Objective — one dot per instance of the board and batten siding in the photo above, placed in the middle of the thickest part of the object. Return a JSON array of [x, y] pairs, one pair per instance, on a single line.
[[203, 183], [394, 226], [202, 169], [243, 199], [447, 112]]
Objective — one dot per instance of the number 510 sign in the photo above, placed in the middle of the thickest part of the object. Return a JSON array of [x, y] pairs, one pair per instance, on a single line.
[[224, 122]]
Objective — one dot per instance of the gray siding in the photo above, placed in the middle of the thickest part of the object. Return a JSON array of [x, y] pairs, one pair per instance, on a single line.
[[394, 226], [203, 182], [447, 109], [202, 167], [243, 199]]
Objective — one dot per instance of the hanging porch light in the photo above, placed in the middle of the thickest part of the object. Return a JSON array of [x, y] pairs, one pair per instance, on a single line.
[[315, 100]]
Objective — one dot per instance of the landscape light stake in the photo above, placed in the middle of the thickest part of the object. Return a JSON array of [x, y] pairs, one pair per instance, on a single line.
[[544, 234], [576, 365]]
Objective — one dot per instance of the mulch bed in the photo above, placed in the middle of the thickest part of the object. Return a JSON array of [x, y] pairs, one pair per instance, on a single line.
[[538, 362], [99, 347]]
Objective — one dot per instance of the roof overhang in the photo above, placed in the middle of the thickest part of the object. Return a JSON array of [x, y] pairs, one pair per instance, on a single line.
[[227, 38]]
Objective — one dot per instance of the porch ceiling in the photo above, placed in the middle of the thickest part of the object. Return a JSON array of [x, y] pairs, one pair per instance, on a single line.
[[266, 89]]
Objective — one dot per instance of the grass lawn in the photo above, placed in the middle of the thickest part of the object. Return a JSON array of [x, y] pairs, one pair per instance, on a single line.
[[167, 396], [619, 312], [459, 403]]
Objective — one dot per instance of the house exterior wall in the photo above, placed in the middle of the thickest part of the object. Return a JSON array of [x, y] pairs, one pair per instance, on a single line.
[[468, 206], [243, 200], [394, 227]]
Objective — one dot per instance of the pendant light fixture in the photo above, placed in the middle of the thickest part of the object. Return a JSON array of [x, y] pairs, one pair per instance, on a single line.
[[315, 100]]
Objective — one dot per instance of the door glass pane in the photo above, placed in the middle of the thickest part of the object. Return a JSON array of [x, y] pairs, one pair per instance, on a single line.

» **Exercise**
Repeat the listing in full, keeping every line exactly as it is.

» **Answer for this exercise**
Objective — one dot per instance of the board and batten siding in the photo above, placed in the middle of the thickest part of the object. Return a JSON array of [x, y] pairs, one pair per instance, on a single line.
[[203, 183], [394, 226], [202, 169], [243, 199], [447, 112]]
Objective — one dot per instance of the number 510 sign in the photo above, placed in the middle of the thickest part of the object. Return a JSON array of [x, y] pairs, one pair per instance, on a single line.
[[224, 122]]
Objective — one dot per instance of the gray siding in the photo above, placed in the middle of the thickest part of the object. Return a JSON array of [x, y] pairs, one pair per instance, on a single line.
[[394, 226], [203, 182], [447, 109], [202, 167], [243, 199]]
Objective — one dot per instance of the hanging porch light in the photo above, placed in the middle of the thickest part of the object. Return a JSON array of [x, y] pairs, one pair per instance, on a single line.
[[315, 100]]
Objective — one dot per instance of the landscape light stake in the photo above, placed in the middle of the thickest part of the object. Return a JSON array of [x, y] pairs, one pair per instance, on a single line.
[[544, 234], [576, 365]]
Objective — one dot per instance of the mulch bed in the photo above, placed in the middle of the thickest part of the object. Return a JSON array of [x, y] pairs, one pair per instance, on a single line.
[[538, 362], [99, 347]]
Objective — one dot per instance of the roof overhang in the photo above, placed in the middle of the thickest part of the object. Return a JSON array of [x, y] pairs, one pair per instance, on a single line.
[[227, 38]]
Objective — one dot per instance of the porch ceiling in the photo above, placed in the middle of the thickest part of the object. Return a JSON array of [x, y] pairs, one pair per instance, on a single line.
[[266, 89]]
Objective — one dot per instance of the grass lawn in the photo above, placed in the middle of the thickest part of the object. Return a JSON array of [x, y] pairs, one pair per instance, on a single line.
[[167, 396], [619, 312], [459, 403]]
Objective — one dot per instance of the house exterior wall in the photo above, placed in the middle of the thickest part of the object. Return a JSON array of [x, y] pairs, one pair per instance, on a single line.
[[468, 206], [243, 200], [394, 227]]
Objective — one dot per instance of the pendant light fixture in the photo above, placed in the middle of the thickest part of the object. Return a JSON array of [x, y] pairs, one pair per instance, on a single line.
[[315, 100]]
Objective — one dot per instance of the door glass pane in the photo above, placed in the middle of the thickest part of the object. Return a JSON array of [x, y] pairs, one pair per instance, on a single line.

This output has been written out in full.